Answer these questions using the article on cinnamyl esterase below.
(a) In what year did the oenology unit at DSM Food Specialties introduce RAPIDASE® Maxifruit?
(b) What range of color enhancement did the 2009 Inter Rhône study on Syrah report?
(c) In all cases studied, how did the quantity of volatile phenols compare with the olfactory detection threshold?

Excerpt to read:
[Start of section]

Montpellier, France. Recent studies have shown that negative preconceptions about cinnamyl esterase are not the whole story. Certain cinnamyl esterase enzymatic activities not only stabilize wine color, but also reduce the production of unpleasant ethyl phenols in the event of Brettanomyces contamination.

Battle against Brettanomyces: the light at the end of the tunnel!For years, manufacturers of oenological enzymes have waged war against cinnamyl esterase. In 2008, however, the oenology unit at DSM Food Specialties (now represented by Oenobrands) introduced RAPIDASE® Maxifruit, demonstrating that cinnamyl esterase activity combined with an appropriate yeast such as Fermicru XL (POF+ strain) contributes to color stabilization. Today this theory has been widely accepted.

An initial comprehensive study in 2009 carried out by Inter Rhône on Syrah showed that using Oenobrands’ enzyme/yeast synergy resulted in color enhancement of between 11 and 18%, without affecting the hue. Follow-up studies have been carried out to explain how the RAPIDASE® Maxifruit enzyme contributes to producing more colorful wines. The results extend the studies carried out by the French group of researchers known as “groupe enzyme” whose conclusions on enzyme effectiveness in red wine have up to now been rather controversial. Studies have also demonstrated that the quantity of volatile phenols produced due to Brettanomyces spoilage tends to drop in tests conducted on samples with RAPIDASE® Maxifruit enzyme compared to a control without the enzyme, because the reactions that stabilize the color consume the substrate necessary for Brettanomyces to produce ethyl phenols.

Further research is being carried out in France as well as in other countries to demonstrate how the production of ethyl phenols by Brettanomyces is limited by the reactions that occur when Rapidase Maxifruit and a POF+ yeast are used in the wine production process.

These results offer exciting possibilities; nevertheless, rigorous control is still required to avoid Brettanomyces contamination in the first place, as in all cases studied, the quantity of volatile phenols remained superior to the olfactory detection threshold.

[End of section]

Data under study:
[Start of section]

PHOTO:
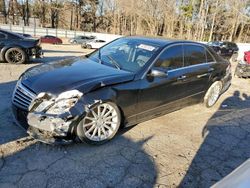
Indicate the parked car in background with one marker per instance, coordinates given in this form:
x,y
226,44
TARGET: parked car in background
x,y
17,49
243,67
25,35
247,57
128,81
225,49
97,43
81,39
51,39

[End of section]

Response area:
(a) 2008
(b) Between 11 and 18%
(c) It remained above the olfactory detection threshold.